> **RECORDED DATA**:
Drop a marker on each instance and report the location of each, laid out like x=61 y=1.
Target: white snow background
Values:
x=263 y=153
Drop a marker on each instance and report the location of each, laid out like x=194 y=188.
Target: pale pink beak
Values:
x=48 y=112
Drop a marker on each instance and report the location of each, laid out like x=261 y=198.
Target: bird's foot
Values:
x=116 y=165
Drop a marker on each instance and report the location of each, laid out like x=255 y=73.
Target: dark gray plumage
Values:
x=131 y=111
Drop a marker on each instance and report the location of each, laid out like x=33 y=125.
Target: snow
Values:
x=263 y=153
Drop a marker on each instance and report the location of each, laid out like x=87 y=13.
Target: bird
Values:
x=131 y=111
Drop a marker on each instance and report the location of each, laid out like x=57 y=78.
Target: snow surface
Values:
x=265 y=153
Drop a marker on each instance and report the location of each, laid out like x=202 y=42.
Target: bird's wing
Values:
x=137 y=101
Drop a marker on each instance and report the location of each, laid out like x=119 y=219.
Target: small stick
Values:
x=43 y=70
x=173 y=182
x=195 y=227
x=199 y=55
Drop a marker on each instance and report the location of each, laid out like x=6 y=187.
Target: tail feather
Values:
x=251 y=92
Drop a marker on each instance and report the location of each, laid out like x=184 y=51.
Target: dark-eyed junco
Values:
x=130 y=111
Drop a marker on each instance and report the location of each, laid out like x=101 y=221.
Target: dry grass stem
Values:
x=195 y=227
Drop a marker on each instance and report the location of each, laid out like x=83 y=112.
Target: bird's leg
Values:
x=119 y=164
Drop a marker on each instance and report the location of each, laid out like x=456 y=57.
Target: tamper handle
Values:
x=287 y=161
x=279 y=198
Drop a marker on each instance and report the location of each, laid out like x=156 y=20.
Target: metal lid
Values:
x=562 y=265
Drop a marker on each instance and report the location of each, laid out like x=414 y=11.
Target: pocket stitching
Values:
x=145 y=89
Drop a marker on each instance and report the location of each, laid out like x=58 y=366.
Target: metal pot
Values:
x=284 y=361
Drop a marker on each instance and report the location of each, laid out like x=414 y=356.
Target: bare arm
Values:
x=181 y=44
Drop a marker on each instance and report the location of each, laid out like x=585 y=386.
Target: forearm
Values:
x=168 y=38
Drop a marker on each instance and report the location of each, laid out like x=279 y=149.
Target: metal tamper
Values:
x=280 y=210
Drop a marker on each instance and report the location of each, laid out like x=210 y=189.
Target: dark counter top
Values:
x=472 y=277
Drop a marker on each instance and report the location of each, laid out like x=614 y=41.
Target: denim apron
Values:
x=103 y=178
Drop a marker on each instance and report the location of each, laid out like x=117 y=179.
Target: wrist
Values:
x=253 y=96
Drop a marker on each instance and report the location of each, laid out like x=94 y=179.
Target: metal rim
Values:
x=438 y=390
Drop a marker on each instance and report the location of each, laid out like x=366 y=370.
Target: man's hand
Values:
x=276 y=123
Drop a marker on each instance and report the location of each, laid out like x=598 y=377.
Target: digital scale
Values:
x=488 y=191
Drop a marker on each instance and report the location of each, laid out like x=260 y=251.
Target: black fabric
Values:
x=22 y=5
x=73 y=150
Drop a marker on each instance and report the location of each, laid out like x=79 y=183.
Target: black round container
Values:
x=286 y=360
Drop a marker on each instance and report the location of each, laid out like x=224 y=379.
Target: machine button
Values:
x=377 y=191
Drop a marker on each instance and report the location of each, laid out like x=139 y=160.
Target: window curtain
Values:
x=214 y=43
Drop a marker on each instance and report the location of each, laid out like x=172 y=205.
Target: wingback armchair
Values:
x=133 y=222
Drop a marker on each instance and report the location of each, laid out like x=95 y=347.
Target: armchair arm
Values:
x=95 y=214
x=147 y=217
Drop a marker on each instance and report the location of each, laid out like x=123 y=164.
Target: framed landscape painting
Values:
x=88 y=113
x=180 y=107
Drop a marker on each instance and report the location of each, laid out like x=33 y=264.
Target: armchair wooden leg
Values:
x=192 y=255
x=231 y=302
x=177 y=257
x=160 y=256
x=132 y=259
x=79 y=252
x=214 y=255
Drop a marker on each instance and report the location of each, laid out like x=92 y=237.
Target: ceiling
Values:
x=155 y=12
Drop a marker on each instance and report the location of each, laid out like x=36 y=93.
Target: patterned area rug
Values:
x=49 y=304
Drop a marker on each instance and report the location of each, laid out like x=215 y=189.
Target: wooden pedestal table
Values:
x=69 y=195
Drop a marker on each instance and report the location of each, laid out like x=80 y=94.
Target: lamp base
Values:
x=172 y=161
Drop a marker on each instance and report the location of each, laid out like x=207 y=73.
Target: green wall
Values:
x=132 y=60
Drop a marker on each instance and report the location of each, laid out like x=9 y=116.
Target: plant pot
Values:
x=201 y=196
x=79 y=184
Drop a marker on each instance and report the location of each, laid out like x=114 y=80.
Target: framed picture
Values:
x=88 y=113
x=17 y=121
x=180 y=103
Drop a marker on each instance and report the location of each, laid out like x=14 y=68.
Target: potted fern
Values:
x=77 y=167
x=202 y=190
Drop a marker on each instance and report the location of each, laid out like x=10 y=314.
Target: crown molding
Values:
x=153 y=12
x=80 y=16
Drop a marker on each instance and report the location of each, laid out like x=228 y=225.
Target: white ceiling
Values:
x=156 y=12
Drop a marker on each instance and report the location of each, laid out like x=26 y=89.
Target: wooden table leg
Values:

> **REQUEST**:
Arrange all of the material above as a numbered list, leaving out any blank lines.

> **RESPONSE**:
1. Drop a marker on each instance and report the location of each, laid out like x=61 y=1.
2. Target: white snow background
3. Values:
4. x=263 y=153
5. Drop a marker on each instance and report the location of each, laid out like x=194 y=188.
6. Target: pale pink beak
7. Values:
8. x=48 y=112
9. Drop a marker on each instance and report the location of each, laid out like x=261 y=198.
10. Target: bird's foot
11. Values:
12. x=116 y=165
13. Drop a marker on each instance and report the location of each, laid out like x=255 y=73.
14. Target: dark gray plumage
15. Values:
16. x=131 y=111
17. Drop a marker on each instance and report the location of each, laid out like x=33 y=125.
18. Target: snow
19. Values:
20. x=263 y=153
21. Drop a marker on each instance and report the location of each, laid out like x=87 y=13.
22. Target: bird
23. Values:
24. x=131 y=111
25. Drop a marker on each instance and report the location of each, laid out like x=57 y=78.
26. Target: snow surface
27. Values:
28. x=265 y=153
29. Drop a marker on each instance and report the location of each, laid out like x=202 y=42.
30. Target: bird's wing
31. Values:
32. x=137 y=101
33. Drop a marker on each instance and report the location of each, laid out like x=119 y=219.
34. Target: small stick
35. Values:
36. x=43 y=70
37. x=173 y=182
38. x=195 y=227
39. x=199 y=55
40. Drop a marker on each instance and report the location of each, laid out like x=6 y=187.
41. Target: tail feather
42. Values:
43. x=251 y=92
44. Drop a marker on each instance and report the location of each, laid out like x=184 y=51.
45. Target: dark-eyed junco
46. Values:
47. x=130 y=111
48. Drop a marker on each instance and report the location of each, laid out like x=101 y=221.
49. Target: dry grass stem
50. Values:
51. x=195 y=227
52. Drop a marker on each instance and report the location of each, laid out like x=83 y=112.
53. Target: bird's leg
54. Values:
55. x=119 y=164
56. Drop a marker on each instance and report the location of each, laid out like x=456 y=57.
57. Target: tamper handle
58. Values:
59. x=287 y=161
60. x=279 y=198
61. Drop a marker on each instance and report the location of each, laid out like x=156 y=20.
62. Target: metal lid
63. Values:
64. x=562 y=265
65. Drop a marker on each instance and report the location of each, laid out like x=414 y=11.
66. Target: pocket stitching
67. Values:
68. x=145 y=89
69. Drop a marker on each instance and report the location of each, laid out like x=58 y=366.
70. Target: metal pot
71. Values:
72. x=284 y=361
73. Drop a marker on each instance and report the location of each, laid out like x=414 y=356.
74. Target: bare arm
75. Values:
76. x=181 y=44
77. Drop a marker on each instance and report the location of each, laid out like x=585 y=386.
78. Target: forearm
79. Values:
80. x=168 y=38
81. Drop a marker on each instance and report the location of each, laid out like x=279 y=149.
82. Target: metal tamper
83. Values:
84. x=280 y=210
85. Drop a marker on each instance and report the location of each, laid out like x=210 y=189.
86. Target: dark counter top
87. Values:
88. x=472 y=277
89. Drop a marker on each instance and report the location of each, laid out like x=614 y=41.
90. Target: denim apron
91. Values:
92. x=103 y=178
93. Drop a marker on each instance and report the location of each, laid out like x=117 y=179.
94. Target: wrist
95. Values:
96. x=253 y=96
97. Drop a marker on each instance and report the location of each, laid out like x=94 y=179.
98. Target: metal rim
99. Values:
100. x=438 y=390
101. Drop a marker on each instance and report the location of each, laid out like x=366 y=370.
102. Target: man's hand
103. Values:
104. x=276 y=123
105. Drop a marker on each instance and report the location of each, laid out like x=598 y=377.
106. Target: digital scale
107. Values:
108. x=488 y=191
109. Drop a marker on each instance and report the location of each, laid out like x=260 y=251.
110. Target: black fabric
111. Values:
112. x=22 y=5
113. x=73 y=150
114. Drop a marker on each instance and report the location of each, laid out like x=79 y=183.
115. Target: black round container
116. Values:
117. x=286 y=360
118. Drop a marker on each instance and report the location of each, laid out like x=224 y=379.
119. Target: machine button
120. Values:
121. x=377 y=191
122. Drop a marker on each instance and report the location of each, laid out like x=139 y=160.
123. Target: window curtain
124. Values:
125. x=214 y=43
126. Drop a marker on each instance and report the location of each, laid out like x=172 y=205.
127. Target: wingback armchair
128. Values:
129. x=133 y=222
130. Drop a marker on each instance and report the location of each, laid out like x=95 y=347.
131. Target: armchair arm
132. Values:
133. x=95 y=214
134. x=147 y=217
135. Drop a marker on each instance and report the location of each, laid out like x=123 y=164.
136. Target: framed landscape painting
137. Values:
138. x=88 y=113
139. x=180 y=107
140. Drop a marker on each instance and report the location of each, laid out like x=33 y=264.
141. Target: armchair wooden leg
142. Values:
143. x=192 y=255
144. x=231 y=302
145. x=177 y=257
146. x=160 y=256
147. x=132 y=259
148. x=79 y=252
149. x=214 y=255
150. Drop a marker on each instance and report the location of each, laid out like x=92 y=237.
151. Target: ceiling
152. Values:
153. x=155 y=12
154. Drop a marker on each instance and report the location of each, laid out like x=36 y=93.
155. Target: patterned area rug
156. Values:
157. x=49 y=304
158. Drop a marker on each instance and report the location of each, laid out like x=215 y=189.
159. Target: wooden pedestal table
160. Values:
161. x=69 y=195
162. Drop a marker on each instance and report the location of each, laid out like x=80 y=94.
163. Target: lamp base
164. Values:
165. x=172 y=161
166. Drop a marker on each instance and report the location of each, laid out like x=207 y=73.
167. Target: green wall
168. Values:
169. x=132 y=60
170. Drop a marker on each instance and report the location of each, laid out like x=9 y=116.
171. Target: plant pot
172. Values:
173. x=201 y=196
174. x=79 y=184
175. Drop a marker on each instance and report the location of each, laid out like x=114 y=80.
176. Target: framed picture
177. Values:
178. x=88 y=113
179. x=17 y=121
180. x=180 y=103
181. Drop a marker on each instance and report the location of each, laid out like x=14 y=68.
182. Target: potted fern
183. Values:
184. x=77 y=167
185. x=202 y=190
186. Drop a marker on each instance and report the location of each, laid out like x=10 y=314.
187. Target: crown molding
188. Values:
189. x=153 y=12
190. x=80 y=16
191. Drop a marker on each instance and report the location of each, laid out like x=228 y=225.
192. Target: white ceiling
193. Values:
194. x=156 y=12
195. Drop a marker on each instance and report the location of each, laid out like x=26 y=89.
196. Target: wooden table leg
197. Values:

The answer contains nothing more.